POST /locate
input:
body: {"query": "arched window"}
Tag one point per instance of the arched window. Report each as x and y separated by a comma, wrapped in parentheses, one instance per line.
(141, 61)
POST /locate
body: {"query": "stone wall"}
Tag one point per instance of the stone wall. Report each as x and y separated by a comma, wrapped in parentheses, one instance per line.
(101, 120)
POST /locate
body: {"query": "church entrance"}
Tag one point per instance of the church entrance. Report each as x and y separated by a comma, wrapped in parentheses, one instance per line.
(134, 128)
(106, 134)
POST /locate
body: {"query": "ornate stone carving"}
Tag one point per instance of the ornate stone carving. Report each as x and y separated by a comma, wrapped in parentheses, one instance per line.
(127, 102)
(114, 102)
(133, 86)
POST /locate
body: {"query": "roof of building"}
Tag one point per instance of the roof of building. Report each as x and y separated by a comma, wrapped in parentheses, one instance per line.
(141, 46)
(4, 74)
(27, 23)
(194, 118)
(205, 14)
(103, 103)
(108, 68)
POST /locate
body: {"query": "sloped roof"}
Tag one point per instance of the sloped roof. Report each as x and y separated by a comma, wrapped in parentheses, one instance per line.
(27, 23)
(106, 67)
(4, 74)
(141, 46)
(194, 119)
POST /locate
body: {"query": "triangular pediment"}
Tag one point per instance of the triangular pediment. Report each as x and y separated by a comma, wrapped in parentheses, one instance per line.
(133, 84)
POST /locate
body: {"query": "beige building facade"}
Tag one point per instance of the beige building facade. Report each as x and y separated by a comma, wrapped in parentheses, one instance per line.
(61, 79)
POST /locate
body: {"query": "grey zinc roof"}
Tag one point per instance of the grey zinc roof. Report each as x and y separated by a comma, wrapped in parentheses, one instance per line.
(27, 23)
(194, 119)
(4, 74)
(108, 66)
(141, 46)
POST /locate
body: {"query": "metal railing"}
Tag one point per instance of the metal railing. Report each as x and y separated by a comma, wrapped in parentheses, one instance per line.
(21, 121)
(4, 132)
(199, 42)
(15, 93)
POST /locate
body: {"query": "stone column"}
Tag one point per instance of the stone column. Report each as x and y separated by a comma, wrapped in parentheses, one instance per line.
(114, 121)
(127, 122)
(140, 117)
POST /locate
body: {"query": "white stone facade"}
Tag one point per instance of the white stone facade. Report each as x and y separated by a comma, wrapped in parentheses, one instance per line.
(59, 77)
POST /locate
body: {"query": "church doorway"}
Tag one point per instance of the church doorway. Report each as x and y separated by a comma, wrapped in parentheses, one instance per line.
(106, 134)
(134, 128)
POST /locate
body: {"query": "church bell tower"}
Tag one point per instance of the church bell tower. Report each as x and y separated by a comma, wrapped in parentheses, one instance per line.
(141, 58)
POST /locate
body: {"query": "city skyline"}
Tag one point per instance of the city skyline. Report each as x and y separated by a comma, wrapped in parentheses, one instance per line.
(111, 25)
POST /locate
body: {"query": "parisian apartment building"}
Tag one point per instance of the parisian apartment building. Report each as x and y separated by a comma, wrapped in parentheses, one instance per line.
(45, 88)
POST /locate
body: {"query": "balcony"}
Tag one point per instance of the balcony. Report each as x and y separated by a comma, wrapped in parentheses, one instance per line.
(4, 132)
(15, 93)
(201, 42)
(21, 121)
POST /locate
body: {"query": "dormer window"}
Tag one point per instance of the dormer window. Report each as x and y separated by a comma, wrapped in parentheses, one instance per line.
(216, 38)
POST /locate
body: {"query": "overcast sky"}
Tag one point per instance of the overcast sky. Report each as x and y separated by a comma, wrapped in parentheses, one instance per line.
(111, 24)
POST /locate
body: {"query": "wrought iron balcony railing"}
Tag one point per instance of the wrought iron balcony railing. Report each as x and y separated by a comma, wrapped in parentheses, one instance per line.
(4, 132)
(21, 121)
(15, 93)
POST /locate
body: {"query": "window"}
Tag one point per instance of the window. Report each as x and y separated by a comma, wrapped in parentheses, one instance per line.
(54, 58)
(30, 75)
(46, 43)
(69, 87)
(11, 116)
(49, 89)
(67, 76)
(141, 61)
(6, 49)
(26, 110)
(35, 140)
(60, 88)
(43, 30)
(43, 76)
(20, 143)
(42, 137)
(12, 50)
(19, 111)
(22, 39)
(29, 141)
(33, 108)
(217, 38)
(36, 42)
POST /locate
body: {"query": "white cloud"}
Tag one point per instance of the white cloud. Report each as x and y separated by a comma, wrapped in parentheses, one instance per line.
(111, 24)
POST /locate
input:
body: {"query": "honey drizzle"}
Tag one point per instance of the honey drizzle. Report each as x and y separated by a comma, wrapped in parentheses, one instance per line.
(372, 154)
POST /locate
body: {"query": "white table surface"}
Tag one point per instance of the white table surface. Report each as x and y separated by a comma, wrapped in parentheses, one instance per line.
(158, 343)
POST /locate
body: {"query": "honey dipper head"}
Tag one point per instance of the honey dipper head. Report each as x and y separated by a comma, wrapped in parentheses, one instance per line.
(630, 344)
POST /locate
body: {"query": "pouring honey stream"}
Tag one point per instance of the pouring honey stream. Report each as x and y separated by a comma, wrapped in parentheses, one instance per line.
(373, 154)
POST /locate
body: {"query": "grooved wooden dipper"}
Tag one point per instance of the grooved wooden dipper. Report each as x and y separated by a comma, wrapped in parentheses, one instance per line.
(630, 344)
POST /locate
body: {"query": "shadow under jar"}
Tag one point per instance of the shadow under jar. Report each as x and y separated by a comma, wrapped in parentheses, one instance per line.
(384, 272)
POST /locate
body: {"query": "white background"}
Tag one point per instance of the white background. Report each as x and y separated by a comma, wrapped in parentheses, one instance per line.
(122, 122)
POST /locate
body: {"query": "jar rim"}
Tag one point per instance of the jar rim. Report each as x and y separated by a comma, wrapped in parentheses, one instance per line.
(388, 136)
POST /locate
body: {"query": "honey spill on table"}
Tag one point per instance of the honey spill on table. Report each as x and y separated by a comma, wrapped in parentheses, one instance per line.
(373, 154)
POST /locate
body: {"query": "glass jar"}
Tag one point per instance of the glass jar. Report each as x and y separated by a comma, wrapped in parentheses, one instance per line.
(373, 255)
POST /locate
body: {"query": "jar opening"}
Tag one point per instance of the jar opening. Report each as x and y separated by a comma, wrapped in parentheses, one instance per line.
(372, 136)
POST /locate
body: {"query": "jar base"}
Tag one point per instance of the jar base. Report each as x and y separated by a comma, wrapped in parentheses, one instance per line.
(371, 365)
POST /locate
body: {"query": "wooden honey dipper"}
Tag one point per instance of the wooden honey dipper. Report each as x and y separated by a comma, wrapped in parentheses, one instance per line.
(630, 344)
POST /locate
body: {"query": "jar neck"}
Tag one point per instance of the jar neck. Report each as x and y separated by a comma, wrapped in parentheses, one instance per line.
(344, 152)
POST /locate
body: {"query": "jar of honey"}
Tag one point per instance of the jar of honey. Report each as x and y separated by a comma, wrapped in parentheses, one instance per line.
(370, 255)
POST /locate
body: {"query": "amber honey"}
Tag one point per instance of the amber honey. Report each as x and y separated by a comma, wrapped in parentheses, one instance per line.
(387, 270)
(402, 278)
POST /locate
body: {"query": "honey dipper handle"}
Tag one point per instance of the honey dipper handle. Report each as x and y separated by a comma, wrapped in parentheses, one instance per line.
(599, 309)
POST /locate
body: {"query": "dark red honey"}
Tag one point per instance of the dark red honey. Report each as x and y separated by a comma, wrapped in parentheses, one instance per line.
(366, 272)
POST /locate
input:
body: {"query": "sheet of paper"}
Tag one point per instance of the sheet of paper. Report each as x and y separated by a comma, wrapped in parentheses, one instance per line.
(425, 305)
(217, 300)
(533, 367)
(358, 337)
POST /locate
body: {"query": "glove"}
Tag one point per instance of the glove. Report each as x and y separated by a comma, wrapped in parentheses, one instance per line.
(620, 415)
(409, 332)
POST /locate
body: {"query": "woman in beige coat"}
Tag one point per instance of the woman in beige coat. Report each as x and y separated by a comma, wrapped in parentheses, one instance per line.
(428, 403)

____

▶ [Prompt]:
Write out, word for word, the line that contains "Tag one point per instance of the jar neck." and every line after it through the last line of the listing.

▶ [Final answer]:
Tag one point per instance of the jar neck. Report each as x and y separated by a comma, wrapped in parentheses, one instance per line.
(344, 152)
POST /locate
body: {"query": "jar of honey"}
Tag one point per instance of the jar of honey. Report each as x and y separated by a comma, wrapped in parentheses, one instance per line.
(370, 255)
POST /locate
body: {"query": "amber honey"}
Tag one point per instance of the amber honey. Report each as x and y separated by a comma, wrapped in parentheses, one instance per line.
(387, 270)
(402, 278)
POST /locate
body: {"query": "honey dipper handle"}
Tag one point per instance of the honey dipper handle. Report each as x and y separated by a comma, wrapped in parentheses, one instance per line.
(599, 309)
POST /locate
body: {"query": "dark red honey"}
Tag one point per instance of the dark red honey. Report each as x and y separated by a comma, wrapped in parentheses, one instance per line.
(366, 272)
POST /locate
input:
body: {"query": "sheet of paper"}
Tag one point per instance of the sheet of paper. Report each as x and y separated by a comma, wrapped in parentheses, one instance per line.
(425, 305)
(217, 300)
(533, 367)
(358, 337)
POST /locate
body: {"query": "glove"}
Tag one point per instance of the glove. Report each as x and y separated by a comma, wrapped in parentheses, one instance per line.
(620, 415)
(409, 332)
POST /locate
body: {"query": "woman in beige coat"}
Tag one point per instance of the woman in beige coat. Report each as x and y separated by a comma, wrapped in parentheses, one instance per line.
(428, 403)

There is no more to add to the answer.